◆ Text segment ◆
--- --- ---
Code Intelligence Primitives

Goal

AgentHub should provide native code intelligence primitives as platform capabilities.

This is different from offering a nicer version of GitHub code search. The target user is an agent that needs trusted, permission-aware, commit-pinned, auditable context before it changes code.

Every code intelligence call should answer:

Which workspace requested it
Which agent and actor chain requested it
Which repository, branch, commit, or snapshot it used
Which capability allowed it
Which files, symbols, ranges, and hashes were returned
Whether the result became part of the agent's working context

Design Principle

Code intelligence should behave like agent syscalls.

Agents can call the capability through MCP, CLI, HTTP/gRPC, or internal Go use cases, but all paths must route through the same authorization, provenance, audit, and context-recording layers.
--- --- ---
In the text on code intelligence primitives, what should code intelligence behave like?
--- --- ---
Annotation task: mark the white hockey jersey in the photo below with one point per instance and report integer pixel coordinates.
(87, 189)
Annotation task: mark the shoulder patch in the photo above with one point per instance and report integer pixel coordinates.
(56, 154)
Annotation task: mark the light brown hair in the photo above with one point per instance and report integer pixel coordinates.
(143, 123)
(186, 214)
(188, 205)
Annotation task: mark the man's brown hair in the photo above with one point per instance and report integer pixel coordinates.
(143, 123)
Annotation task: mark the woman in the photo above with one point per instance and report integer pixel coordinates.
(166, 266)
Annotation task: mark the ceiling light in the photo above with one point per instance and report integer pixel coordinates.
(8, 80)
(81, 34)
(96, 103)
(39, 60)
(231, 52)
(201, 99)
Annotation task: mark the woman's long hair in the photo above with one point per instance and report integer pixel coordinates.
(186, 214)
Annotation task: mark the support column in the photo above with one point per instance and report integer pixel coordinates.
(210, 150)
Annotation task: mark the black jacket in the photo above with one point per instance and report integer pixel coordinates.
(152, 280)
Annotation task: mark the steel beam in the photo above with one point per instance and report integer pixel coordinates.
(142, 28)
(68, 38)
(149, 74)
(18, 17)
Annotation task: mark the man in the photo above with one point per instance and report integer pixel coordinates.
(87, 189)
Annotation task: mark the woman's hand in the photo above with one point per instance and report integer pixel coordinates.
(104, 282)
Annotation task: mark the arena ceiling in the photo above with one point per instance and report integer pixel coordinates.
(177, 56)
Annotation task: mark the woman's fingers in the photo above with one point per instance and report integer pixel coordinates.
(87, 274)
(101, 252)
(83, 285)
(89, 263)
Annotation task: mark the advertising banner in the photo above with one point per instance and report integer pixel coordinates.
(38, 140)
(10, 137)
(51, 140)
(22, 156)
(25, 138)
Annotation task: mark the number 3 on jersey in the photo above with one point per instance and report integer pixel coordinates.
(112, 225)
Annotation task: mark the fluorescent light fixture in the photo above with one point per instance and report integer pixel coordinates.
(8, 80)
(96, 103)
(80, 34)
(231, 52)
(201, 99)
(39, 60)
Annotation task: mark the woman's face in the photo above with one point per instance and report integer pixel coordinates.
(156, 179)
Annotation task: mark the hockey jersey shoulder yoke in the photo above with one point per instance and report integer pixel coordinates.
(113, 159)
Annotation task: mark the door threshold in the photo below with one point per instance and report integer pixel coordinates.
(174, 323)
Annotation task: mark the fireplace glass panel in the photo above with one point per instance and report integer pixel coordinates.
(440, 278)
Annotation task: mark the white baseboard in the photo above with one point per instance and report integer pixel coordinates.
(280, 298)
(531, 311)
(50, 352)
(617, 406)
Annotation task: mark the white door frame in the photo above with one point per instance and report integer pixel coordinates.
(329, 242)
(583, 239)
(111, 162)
--- --- ---
◆ Solution to this problem ◆
Agent syscalls.